• _THE PROBLEM_: Pick out every line in the listing below that contains the word "flower", and copy each one.

──────────────────────────────

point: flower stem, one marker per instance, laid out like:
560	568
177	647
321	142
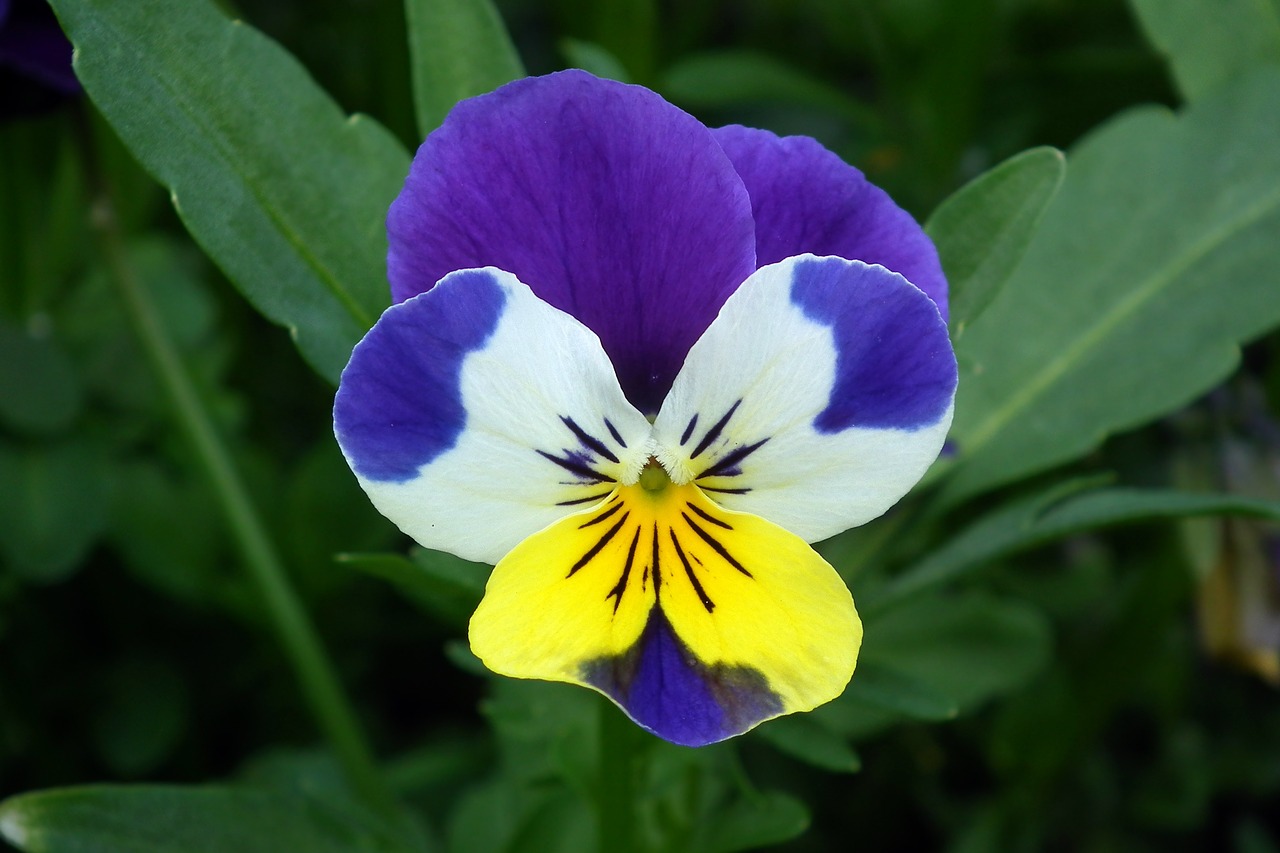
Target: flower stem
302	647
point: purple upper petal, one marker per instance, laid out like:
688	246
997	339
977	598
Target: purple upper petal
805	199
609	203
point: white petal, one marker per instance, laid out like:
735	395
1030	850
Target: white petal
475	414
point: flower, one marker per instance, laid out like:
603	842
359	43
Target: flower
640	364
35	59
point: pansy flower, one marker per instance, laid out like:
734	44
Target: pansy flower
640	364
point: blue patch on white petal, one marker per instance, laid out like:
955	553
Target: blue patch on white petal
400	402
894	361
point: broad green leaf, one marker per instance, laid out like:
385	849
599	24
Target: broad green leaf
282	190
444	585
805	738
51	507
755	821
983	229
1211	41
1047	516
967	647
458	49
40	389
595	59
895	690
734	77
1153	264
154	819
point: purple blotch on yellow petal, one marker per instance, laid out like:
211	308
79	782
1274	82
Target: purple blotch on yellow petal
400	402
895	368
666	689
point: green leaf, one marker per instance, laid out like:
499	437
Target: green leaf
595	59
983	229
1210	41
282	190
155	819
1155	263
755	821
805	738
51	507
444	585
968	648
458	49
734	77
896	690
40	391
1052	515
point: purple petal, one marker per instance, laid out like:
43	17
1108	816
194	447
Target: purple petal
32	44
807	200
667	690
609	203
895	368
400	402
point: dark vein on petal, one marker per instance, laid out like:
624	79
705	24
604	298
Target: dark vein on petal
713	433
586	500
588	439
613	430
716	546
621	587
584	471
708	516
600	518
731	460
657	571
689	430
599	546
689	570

──────────────────────────────

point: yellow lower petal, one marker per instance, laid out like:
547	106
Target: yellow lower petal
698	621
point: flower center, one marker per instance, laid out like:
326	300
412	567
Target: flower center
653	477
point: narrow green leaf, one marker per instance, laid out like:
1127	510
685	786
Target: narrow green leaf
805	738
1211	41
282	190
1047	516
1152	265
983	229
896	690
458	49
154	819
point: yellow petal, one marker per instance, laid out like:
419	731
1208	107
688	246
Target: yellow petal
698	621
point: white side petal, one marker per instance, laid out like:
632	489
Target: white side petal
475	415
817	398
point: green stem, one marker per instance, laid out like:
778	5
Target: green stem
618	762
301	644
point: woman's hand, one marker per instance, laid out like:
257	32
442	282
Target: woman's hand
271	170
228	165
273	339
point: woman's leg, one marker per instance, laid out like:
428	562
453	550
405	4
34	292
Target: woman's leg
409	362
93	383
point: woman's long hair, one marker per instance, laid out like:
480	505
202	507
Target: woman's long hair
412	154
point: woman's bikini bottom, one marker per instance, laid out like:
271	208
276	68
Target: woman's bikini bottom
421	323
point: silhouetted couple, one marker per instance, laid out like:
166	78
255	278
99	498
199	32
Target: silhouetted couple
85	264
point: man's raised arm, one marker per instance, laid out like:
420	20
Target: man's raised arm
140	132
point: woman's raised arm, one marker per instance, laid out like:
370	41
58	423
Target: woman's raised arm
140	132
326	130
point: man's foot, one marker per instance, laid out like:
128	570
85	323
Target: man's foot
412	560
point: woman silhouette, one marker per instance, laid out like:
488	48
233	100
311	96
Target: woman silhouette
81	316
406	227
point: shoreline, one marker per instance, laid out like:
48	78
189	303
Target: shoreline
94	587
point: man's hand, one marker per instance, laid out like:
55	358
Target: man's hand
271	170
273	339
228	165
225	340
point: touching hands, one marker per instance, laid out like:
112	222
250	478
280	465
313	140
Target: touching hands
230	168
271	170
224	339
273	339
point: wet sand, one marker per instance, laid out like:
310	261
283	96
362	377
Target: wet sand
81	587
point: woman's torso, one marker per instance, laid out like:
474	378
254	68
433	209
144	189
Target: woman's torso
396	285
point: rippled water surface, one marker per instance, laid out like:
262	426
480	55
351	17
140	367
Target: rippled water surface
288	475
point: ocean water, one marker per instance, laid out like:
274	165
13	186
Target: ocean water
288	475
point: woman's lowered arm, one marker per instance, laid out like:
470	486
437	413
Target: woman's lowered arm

──────────────────────────────

• _EXPECTED OUTPUT_:
point: flower stem, one marker per instance, laid out like:
Target: flower stem
point: flower, one marker per instance, laid out like:
Target: flower
point: pansy flower, one marker per instance, laid out like:
Target: pansy flower
point: flower center, one marker per instance, laid out like:
Target: flower center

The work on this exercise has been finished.